AÇIKCASI İSTANBULU EN AZ SİZİN KADAR SEVİYORUM VE GEZİLECEK EN GÜZEL ZAMANI YAZINIZDA DEDİĞİNİZ GİBİ BU ZAMANLAR,
HELEKİ GERÇEKTEN HARİKA BİR BAHAR YAŞIYOR İSTANBUL BU SENE,
GEÇEN HAFTA HİDİV KASRINDAYDIM LALELERLE HARİKA BİR PAZAR GÜNÜ GEÇİRDİM, BU HAFTADA KISMETSE FETHİ PAŞA KORUSUNA GİTMEK İSTİYORUM ORDADA ERGUVANLARLA GÜZEL BİR GÜN GEÇİRMEK İSTİYORUM,
EVET İSTANBUL ÇOK GÜZEL AMA BU GÜZELLİĞİN DEĞERİNİ BİLENE,
YAZILARINIZDA BAŞARILAR,
CENGİZ,,

Adsız dedi ki...

Madem bir çoğunuz şiirlerle gelmiş, bende Melahat Gülses'in Hüznün Hikayesi albümünden bir şarkının sözlerini aktarayım:

erguvan zamanı gel bana emi
bir daha hiç gitme aman ne olur
çiçekler solmadan gelmeyeceksen,
boş yere bekletme aman ne olur
erguvan baharın aşka daveti
aşk için neyleyim başka daveti
erguvan iyi büyü sarmış dört yanı
unutsun gönlümüz kışı, hazanı
ve sevda yaratan mutlu zamanı
bu defa kaybetme aman ne olur

Sem bize erguvanları hatırlattığın için teşekkürler.
Herkese erguvan renkli güzel bir bahar diliyorum.

Adsız dedi ki...

Sevgili Sem cim ellerine ve ruhuna saglik, cok hos bir yazi olmus...haftanin fotosuna da bittim :) renkler muhtesem, artist ruhun oldugunu hep dusunmusumdur zaten :) Opuyom xxx

Adsız dedi ki...

Baslik cok etkileyici...Rahmetli anneannemin cok tonton rahmetli arkadasini animsatti bana...bir varmis bir yokmus coook uzaaak diyarlardan birinde kocaman bir dev yasarmisss, en cok sevdigi yemek kocamaaan memelermisss....hahahahahah cok hostu...her firsatta onun evine kosar masal anlatmasini beklerdim...

Adsız dedi ki...

İstanbul'un ilk kuruluşunun da bir erguvan mevsimine denk geldiği söylenmekte....Mavinin ve morun birlestigi anlar...bakarken sarhos ediyor...

Adsız dedi ki...

Haftanin fotografi acaba montajli mi diye merak ettim.... ayrica acaba icleri de dislari gibi renkli olabilir mi diye de dusundum.... :/ acilarinda rengi var elbet...

Adsız dedi ki...

Ruzgarin calimi da cok hos :) yeni gordum... :)

Adsız dedi ki...

eeee arkadaslar nasiliz bugun?....kimseden ses seda cikmiyo! ne oldu kediler mi kapti yoksam :)

Adsız dedi ki...

_Yapılacak iş_
Yukarıdaki İstanbul baharı ve erguvanlar üzerine yazılmış yorumları kaldıkları yerden sürdürün.

_Ham veri_
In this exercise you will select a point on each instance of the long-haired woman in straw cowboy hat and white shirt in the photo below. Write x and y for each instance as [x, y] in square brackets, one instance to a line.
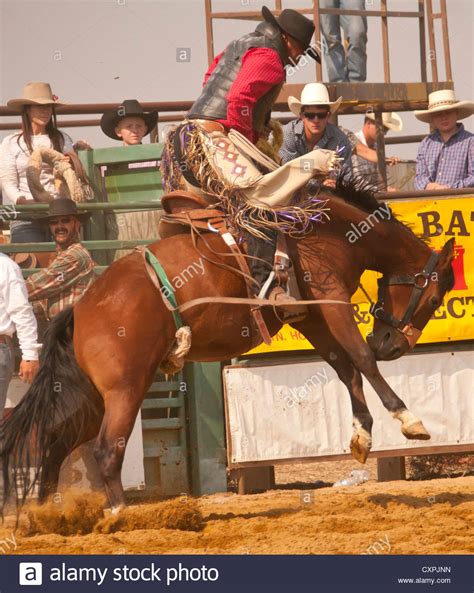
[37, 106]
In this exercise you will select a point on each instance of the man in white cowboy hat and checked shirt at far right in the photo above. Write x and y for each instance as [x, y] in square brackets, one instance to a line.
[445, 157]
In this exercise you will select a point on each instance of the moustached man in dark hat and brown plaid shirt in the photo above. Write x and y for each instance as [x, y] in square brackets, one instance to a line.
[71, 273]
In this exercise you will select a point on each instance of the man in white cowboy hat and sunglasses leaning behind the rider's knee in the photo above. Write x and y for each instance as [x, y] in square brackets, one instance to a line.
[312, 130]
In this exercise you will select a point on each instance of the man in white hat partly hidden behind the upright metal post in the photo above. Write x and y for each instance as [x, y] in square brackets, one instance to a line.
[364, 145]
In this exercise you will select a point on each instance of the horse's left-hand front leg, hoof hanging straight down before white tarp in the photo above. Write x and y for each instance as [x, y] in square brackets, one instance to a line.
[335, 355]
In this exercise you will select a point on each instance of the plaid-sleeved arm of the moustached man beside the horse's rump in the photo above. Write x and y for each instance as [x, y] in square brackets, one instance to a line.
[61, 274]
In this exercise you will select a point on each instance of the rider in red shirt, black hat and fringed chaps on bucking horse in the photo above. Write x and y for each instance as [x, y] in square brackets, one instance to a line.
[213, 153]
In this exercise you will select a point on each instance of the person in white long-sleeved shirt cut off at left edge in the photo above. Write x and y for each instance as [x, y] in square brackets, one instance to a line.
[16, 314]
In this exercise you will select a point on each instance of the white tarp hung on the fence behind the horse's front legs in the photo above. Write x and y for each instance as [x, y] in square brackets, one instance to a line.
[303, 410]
...
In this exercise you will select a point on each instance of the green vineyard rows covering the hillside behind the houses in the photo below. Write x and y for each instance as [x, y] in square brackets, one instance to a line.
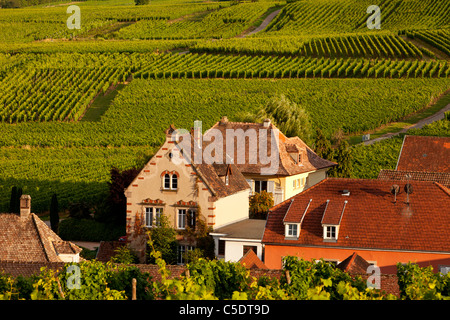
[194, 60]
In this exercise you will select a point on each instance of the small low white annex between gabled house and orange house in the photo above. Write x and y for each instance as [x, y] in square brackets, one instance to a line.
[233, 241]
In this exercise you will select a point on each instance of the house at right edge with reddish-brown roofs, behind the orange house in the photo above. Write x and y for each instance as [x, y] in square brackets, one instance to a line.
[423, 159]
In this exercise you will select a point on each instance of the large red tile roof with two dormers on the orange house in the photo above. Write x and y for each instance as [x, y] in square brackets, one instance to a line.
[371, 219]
* * *
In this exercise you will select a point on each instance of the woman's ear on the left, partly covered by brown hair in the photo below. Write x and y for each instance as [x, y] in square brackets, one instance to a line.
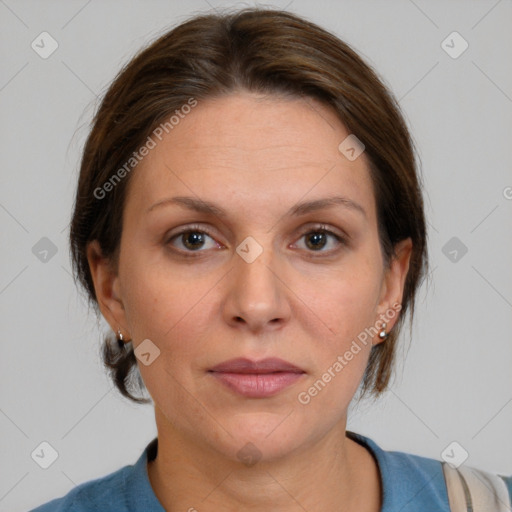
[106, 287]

_Alıştırmanın sonucu_
Sem malum tatil olayi, arasira gitmek gerekiyor yeni yerler gormek gerekiyor. Gidilen yerlerde normal rutini bozmak gerekiyor derken yazilarindan uzak kaldim. Erguvanlarin daha once adlarini duymustum ama sayende resmini gorup, onlar icin yazilan siirleri okumus oldum. Londra'nin ilkbahari tum renk cumbusu ile muhtesem bir guzellikte oluyor ama genede Istanbul'u erguvan mevsiminde gormek isterdim.

Adsız dedi ki...

Sevgulu Kiskir Halk
Anlasilan o ki sade Abidin degil herkes tatile cikmis, ortalik pire bile kaynamiyo, mitingler cok deyun o miting senin bu miting benim dolaniyor musunuz yoksam,...e guzel o zaman yazacak cok sey var...arada Sem in bloguna da girin yazin bir seyler de Sem de gaza gelip hikayelerini guncellestirsin

Adsız dedi ki...

uslu uslu okuyun ve durun. hatta biraz da yorum yazabilirsiniz ama kışkırtmayın sakın. hem yazıp çizip de ne yapacak paramı veriyorlar sanki!

Adsız dedi ki...

ehueheieh selamun hello memur :) yesil ordekim benim :) aman sen kizma...hersey para olmus bu zamanda dogrusun :)

zibirix dedi ki...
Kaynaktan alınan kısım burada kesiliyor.